(Saved data entries)

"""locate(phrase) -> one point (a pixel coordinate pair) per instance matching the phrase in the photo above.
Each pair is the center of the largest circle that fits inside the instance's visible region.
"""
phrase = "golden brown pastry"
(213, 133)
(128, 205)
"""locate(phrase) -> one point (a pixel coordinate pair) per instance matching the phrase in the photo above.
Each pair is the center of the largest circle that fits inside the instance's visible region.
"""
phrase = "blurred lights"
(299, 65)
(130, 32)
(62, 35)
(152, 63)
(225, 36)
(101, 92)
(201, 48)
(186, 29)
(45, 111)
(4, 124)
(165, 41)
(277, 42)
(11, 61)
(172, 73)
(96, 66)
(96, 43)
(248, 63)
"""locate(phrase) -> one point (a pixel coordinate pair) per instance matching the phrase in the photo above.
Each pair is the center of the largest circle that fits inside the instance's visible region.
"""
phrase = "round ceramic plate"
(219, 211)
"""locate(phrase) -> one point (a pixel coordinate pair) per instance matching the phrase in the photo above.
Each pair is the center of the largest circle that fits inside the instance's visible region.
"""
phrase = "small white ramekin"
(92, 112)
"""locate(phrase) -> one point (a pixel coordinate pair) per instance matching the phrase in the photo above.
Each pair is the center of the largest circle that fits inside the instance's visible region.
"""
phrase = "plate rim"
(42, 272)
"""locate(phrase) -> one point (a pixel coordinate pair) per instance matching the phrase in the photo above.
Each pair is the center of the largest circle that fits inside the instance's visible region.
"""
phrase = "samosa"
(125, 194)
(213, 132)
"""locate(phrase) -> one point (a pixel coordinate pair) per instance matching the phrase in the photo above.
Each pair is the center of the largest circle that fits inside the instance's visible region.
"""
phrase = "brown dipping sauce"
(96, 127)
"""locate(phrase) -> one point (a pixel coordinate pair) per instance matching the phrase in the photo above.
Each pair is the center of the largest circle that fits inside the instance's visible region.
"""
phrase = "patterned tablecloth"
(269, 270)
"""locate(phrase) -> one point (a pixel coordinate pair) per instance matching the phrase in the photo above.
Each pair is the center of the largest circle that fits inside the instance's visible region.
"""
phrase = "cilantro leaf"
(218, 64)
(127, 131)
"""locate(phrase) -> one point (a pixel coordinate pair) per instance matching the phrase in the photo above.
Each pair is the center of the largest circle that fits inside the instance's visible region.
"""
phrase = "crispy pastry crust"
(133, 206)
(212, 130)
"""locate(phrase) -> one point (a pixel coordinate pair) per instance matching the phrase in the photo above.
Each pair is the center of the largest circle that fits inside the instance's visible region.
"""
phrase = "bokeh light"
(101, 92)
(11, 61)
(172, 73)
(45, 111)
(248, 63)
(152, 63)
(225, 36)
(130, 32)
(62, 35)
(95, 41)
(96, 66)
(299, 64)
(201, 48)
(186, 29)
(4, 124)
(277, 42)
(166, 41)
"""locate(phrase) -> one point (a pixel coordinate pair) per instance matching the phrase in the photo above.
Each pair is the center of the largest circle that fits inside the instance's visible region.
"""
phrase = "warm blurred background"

> [PROBLEM DETAILS]
Print the whole listing again, exactly.

> [SOLUTION TO THE PROBLEM]
"""locate(phrase) -> one point (a pixel coordinate pair) per instance matching the phrase in the photo above.
Each pair is the center of the largest circle that fits inside the instance's visible region.
"""
phrase = "golden brown pastry"
(213, 133)
(128, 205)
"""locate(phrase) -> one point (a pixel coordinate pair) per instance matching the phrase in the photo above.
Each pair is the center of the largest circle that fits inside the instance's visible region.
"""
phrase = "blurred lights"
(299, 65)
(130, 32)
(62, 35)
(152, 63)
(225, 36)
(101, 92)
(201, 48)
(186, 29)
(45, 111)
(4, 124)
(165, 41)
(277, 42)
(11, 61)
(172, 73)
(96, 66)
(96, 43)
(248, 63)
"""locate(phrase) -> one point (a pixel coordinate pair) per instance matching the phrase in the photo above.
Each pair is the center of the largest circle that fits inside the instance's visible region.
"""
phrase = "round ceramic plate"
(219, 211)
"""locate(phrase) -> one point (a pixel coordinate pair) per instance matching the phrase in the photo above.
Each pair is the center of the largest circle that fits inside the instance's visible region.
"""
phrase = "small white ramekin"
(92, 112)
"""locate(phrase) -> one point (a pixel coordinate pair) per instance matching the phrase in the photo above.
Each pair is the center of the largest circle that fits inside the instance's visible region.
"""
phrase = "plate rim"
(42, 272)
"""locate(phrase) -> one point (a pixel coordinate pair) per instance matching the phrase in the photo above.
Each pair is the center of the largest circle that fits inside the instance's visible region.
"""
phrase = "samosa"
(125, 194)
(213, 132)
"""locate(phrase) -> one point (a pixel coordinate pair) per instance matching the phrase in the photo above.
Each pair is the center of the largest circle that fits inside the instance's visible region.
"""
phrase = "brown dipping sauce"
(96, 127)
"""locate(phrase) -> one point (a pixel coordinate pair) per instance matching the phrase in the photo above.
Each pair is the center of the largest circle that fits inside the instance's visible region.
"""
phrase = "patterned tablecloth"
(269, 270)
"""locate(phrase) -> one point (a pixel coordinate pair) per instance matching the phrase in the photo above.
Each pair is the center of the largest circle that fits inside the instance's visible region.
"""
phrase = "cilantro leaf"
(218, 64)
(127, 131)
"""locate(phrase) -> one point (a pixel coordinate pair) per instance matching the phrase in the photo above.
Each pair is the center of the largest circle that fits inside the instance's visible region.
"""
phrase = "crispy pastry crust"
(133, 206)
(212, 130)
"""locate(phrase) -> one point (a pixel coordinate pair) per instance matching the phrase in the photo above.
Each pair is the center of the largest circle that fits inside the instance's visible region.
"""
phrase = "bokeh light"
(101, 92)
(11, 61)
(172, 73)
(45, 111)
(248, 63)
(152, 63)
(225, 36)
(130, 32)
(62, 35)
(95, 41)
(96, 66)
(299, 64)
(201, 48)
(186, 29)
(4, 124)
(277, 42)
(166, 41)
"""locate(phrase) -> one point (a pixel coordinate pair) per instance matching the phrase in the photo above.
Each pair is the center of the largest circle that fits inside the instance's visible region.
"""
phrase = "warm blurred background"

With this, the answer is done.